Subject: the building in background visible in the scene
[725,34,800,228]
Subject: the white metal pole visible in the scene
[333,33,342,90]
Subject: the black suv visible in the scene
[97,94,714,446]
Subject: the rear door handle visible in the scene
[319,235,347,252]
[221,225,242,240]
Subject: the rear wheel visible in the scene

========================

__EXERCISE INSTRUCTIONS__: Copy each of the rows above word for word, keeping their order and leaving nothing out.

__OUTPUT BELOW__:
Subject: the building in background visible in the scene
[725,34,800,228]
Subject: the white metal pole visible in the scene
[333,33,342,90]
Subject: the black suv visible in the scene
[97,94,714,446]
Subject: the rear door handle visible in the scene
[319,235,347,252]
[221,225,242,240]
Subject: the rear wheel visible in the scene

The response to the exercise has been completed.